Dynamic Programming Fibonacci Sequence

542
April 17, 2017, at 1:38 PM

I was learning dynamic programming's application to the Fibonacci Sequence and had a question. Here is the code for reference:

import java.math.BigInteger;
import java.util.Arrays;
public class FibonacciNumbersB {
    static BigInteger[] dp = new BigInteger[10000];
    public static void main(String[] args) {
        Arrays.fill(dp, BigInteger.ZERO);
        dp[0] = BigInteger.ONE;
        dp[1] = BigInteger.ONE;
        for(int i = 4; i < 9999; i++)
            System.out.println(fibRecurse(i).toString());
    }
    public static BigInteger fibRecurse(int N) {
        for(int i = 2; i < N; i++) {
            // For numerous calls to this function, this will save as it goes
            if(dp[i].equals(BigInteger.ZERO))
                dp[i] = dp[i - 1].add(dp[i - 2]);
        }
        return dp[N - 1];
    }
}

I have a statement check if dp[i] equals 0 in the fibRecurse method (although fibRecurse isn't recursive).

Is it more efficient to check if dp[i] has been calculated already or to just let dp[i] equal to the sum of the previous two elements?

- [Data excerpt]
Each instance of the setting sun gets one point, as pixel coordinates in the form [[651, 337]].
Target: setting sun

- [Goal] Pick up the forum post on dynamic programming for the Fibonacci sequence after its closing question and keep writing it.

- [Response to this exercise]
Answer 1

I would prefer a Map<Integer, BigInteger> over using a fixed BigInteger[] when performing this memoization. Note that your current approach is not recursive. The Map might be declared and initialized like

static Map<Integer, BigInteger> memo = new HashMap<>();
static {
    memo.put(0, BigInteger.ONE);
    memo.put(1, BigInteger.ONE);
}

Then check if the current n is present in the memo (if it is, return it) - otherwise, computer and store it. Like,

public static BigInteger fibRecurse(int n) {
    if (memo.containsKey(n)) {
        return memo.get(n);
    }
    BigInteger v = fibRecurse(n - 1).add(fibRecurse(n - 2));
    memo.put(n, v);
    return v;
}

A version without memoization would simply omit memo like

public static BigInteger fibRecurseSlow(int n) {
    if (n == 0 || n == 1) return BigInteger.ONE;
    BigInteger v = fibRecurse(n - 1).add(fibRecurse(n - 2));
    return v;
}

I think you can infer from the method names I've chosen which is slower.

Answer 2
import java.math.BigInteger;
import java.util.Arrays;
public class FibonacciNumbersB {
    static BigInteger[] dp = new BigInteger[10000];
    public static void main(String[] args) {
        dp[0] = BigInteger.ONE;
        dp[1] = BigInteger.ONE;
        int N = 9999;
         fibRecurse(N);
        for(int i = 0; i < N; i++)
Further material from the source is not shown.